──────── Records supplied
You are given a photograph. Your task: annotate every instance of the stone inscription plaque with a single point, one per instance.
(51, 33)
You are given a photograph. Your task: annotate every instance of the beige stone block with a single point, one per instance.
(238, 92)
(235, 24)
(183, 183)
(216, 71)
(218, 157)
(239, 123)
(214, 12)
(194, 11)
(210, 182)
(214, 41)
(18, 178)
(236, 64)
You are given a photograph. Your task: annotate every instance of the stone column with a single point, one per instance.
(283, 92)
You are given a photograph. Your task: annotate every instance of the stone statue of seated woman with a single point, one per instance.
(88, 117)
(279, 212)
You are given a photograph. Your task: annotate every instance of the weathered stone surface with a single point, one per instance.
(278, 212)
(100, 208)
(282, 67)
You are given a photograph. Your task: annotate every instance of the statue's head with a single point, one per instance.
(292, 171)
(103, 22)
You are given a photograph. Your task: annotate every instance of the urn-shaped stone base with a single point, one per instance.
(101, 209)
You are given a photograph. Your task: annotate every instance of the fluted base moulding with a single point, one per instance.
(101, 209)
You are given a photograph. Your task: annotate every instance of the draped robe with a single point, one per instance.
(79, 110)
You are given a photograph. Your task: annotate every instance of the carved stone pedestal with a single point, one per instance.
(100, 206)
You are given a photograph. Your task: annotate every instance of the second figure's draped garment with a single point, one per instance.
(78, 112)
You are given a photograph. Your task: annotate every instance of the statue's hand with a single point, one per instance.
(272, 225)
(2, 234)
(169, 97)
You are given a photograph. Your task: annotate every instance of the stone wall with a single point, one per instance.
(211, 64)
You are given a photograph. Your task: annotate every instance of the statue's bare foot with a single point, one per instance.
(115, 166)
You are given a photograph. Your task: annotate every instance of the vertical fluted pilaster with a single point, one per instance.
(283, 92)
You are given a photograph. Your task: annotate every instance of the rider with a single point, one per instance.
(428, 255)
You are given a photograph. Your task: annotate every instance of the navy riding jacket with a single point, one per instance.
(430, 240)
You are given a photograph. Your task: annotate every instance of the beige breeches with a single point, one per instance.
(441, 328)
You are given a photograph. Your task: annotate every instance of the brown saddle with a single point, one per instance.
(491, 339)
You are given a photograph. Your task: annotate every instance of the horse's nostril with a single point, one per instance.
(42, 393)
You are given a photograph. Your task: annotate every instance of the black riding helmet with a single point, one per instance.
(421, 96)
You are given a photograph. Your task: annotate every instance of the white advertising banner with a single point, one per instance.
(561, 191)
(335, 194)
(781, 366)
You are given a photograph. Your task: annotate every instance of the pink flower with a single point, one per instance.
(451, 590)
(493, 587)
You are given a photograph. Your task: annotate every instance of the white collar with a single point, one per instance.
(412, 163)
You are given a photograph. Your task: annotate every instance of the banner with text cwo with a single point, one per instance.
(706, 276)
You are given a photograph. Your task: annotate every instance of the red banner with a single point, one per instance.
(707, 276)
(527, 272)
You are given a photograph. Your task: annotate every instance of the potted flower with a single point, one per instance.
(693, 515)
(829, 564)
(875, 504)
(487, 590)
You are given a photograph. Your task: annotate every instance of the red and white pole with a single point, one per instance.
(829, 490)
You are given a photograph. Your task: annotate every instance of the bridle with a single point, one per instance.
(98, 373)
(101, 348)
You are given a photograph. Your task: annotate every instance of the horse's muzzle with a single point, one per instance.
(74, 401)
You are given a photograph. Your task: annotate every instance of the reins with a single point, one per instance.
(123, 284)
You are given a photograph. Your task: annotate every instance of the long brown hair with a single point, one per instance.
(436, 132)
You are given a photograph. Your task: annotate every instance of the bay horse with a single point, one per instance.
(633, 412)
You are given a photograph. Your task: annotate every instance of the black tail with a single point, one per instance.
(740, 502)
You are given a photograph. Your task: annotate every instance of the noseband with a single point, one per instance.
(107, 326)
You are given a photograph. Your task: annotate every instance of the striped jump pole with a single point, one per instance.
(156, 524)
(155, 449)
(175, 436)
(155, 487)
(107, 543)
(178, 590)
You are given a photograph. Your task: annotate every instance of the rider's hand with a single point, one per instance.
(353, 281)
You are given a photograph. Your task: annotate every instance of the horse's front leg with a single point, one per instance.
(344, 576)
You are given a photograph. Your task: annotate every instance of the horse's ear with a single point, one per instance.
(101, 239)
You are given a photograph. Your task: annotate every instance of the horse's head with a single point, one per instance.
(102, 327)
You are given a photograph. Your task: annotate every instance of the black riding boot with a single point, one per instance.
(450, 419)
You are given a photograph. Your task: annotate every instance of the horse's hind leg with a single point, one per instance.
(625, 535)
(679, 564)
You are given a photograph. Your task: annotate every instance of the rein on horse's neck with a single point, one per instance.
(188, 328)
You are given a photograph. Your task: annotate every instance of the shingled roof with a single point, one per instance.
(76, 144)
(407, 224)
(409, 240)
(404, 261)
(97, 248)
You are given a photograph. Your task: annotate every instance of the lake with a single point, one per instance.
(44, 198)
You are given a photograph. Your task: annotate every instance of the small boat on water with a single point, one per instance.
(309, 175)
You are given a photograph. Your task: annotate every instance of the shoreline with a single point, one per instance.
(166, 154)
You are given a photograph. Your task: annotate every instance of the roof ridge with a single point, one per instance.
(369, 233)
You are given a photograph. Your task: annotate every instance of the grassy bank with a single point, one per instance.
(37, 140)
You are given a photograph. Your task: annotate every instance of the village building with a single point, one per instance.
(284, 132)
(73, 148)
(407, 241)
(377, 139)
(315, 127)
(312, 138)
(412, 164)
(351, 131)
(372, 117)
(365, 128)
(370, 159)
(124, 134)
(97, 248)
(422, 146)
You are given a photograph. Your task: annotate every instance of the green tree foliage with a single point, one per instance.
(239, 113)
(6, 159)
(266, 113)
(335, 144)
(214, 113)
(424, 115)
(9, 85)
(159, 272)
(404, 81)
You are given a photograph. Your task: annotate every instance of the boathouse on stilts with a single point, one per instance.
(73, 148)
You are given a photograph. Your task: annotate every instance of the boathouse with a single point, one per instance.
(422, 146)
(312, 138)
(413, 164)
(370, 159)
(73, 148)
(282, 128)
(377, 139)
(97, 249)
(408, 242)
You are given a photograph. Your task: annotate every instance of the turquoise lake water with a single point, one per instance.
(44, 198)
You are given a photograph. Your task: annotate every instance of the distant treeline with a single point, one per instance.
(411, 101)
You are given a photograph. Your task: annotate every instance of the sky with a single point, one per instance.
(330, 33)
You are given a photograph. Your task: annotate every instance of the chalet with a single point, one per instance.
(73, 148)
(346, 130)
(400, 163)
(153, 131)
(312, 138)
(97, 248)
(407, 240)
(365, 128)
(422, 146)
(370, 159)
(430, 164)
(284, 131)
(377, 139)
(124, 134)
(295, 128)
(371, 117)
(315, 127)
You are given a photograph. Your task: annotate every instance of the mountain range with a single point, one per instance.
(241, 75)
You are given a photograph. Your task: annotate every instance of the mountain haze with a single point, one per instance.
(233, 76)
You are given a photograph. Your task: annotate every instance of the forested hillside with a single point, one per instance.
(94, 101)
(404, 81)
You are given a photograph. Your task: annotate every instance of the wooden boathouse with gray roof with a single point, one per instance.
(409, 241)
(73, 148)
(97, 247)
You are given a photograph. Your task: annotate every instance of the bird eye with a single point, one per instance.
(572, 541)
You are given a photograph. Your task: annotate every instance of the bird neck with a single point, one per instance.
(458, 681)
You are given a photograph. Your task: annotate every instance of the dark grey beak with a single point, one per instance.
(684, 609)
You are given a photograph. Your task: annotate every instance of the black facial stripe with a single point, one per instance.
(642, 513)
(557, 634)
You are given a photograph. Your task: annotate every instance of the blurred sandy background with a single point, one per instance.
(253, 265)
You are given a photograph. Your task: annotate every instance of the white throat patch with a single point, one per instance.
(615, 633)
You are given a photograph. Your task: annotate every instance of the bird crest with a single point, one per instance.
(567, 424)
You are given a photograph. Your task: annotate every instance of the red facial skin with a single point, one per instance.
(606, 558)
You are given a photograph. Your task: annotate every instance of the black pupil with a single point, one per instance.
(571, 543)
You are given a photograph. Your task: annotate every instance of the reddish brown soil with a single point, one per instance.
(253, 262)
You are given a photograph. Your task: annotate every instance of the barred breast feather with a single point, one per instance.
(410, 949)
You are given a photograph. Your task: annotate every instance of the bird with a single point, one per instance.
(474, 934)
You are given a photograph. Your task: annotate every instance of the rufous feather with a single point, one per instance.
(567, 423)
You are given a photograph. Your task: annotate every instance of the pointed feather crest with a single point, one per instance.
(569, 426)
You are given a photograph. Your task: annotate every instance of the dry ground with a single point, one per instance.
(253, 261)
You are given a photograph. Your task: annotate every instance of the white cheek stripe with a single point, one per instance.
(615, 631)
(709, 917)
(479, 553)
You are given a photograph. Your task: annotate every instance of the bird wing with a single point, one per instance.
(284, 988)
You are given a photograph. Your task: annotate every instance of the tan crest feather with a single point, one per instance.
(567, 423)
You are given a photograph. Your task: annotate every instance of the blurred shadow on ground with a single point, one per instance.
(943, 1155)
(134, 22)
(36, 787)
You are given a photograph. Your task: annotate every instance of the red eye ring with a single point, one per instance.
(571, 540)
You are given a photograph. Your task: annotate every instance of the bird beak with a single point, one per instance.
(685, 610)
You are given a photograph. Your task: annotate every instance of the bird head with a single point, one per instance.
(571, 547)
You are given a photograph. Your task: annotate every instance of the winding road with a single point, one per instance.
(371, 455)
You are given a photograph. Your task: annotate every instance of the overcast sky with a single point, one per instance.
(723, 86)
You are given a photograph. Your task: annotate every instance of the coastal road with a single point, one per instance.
────────────────
### Objective:
Starting at the line that contains "soil with a single point, one per instance.", output each remaining line of the listing, the last line included, exactly as it appears.

### Written response:
You are given a photograph. Your task: annotate every instance of the reddish brown soil with a single point, one per instance.
(253, 262)
You are given a photograph. Your task: annotate every instance of the barred breast feather with a single point, one per instance.
(410, 949)
You are given a photograph. Your task: annotate every instance of the bird with a single point, one per instance.
(474, 934)
You are given a photograph. Your task: annotate every instance of the rufous feather with a single point, one per instance.
(567, 423)
You are given a photograph. Your task: annotate every instance of the pointed feather crest with a single point, one per instance.
(569, 426)
You are given a photograph. Your task: annotate every instance of the dry ground with a single point, one per instance.
(253, 261)
You are given a photograph. Your task: annotate every instance of the white cheek stripe with a single point, one per instance.
(615, 631)
(709, 917)
(479, 553)
You are given a photograph. Your task: annotate every instance of the bird wing with a single point, one per instance.
(284, 988)
You are given a photograph. Your task: annotate every instance of the tan crest feather with a single point, one per instance.
(567, 423)
You are given a photograph. Your task: annotate every instance of the blurred shadow on ground with a single point, one per instance.
(943, 1155)
(134, 22)
(36, 787)
You are given a photograph. Your task: annotate every instance of the red eye ring with a single point, one per instance.
(571, 540)
You are given a photograph. Your task: annotate every instance of the bird beak with a single point, one per instance.
(685, 610)
You are given a photograph. Your task: annotate every instance of the bird head with a single point, one per instance.
(571, 547)
You are given a photograph. Your task: annotate every instance of the winding road with a single point, one per instance.
(371, 455)
You are given a photograph. Your task: annotate every instance of the overcast sky with a single point, one per instance.
(723, 86)
You are given a photograph. Your task: annotate every instance of the coastal road with a single point, one per instance.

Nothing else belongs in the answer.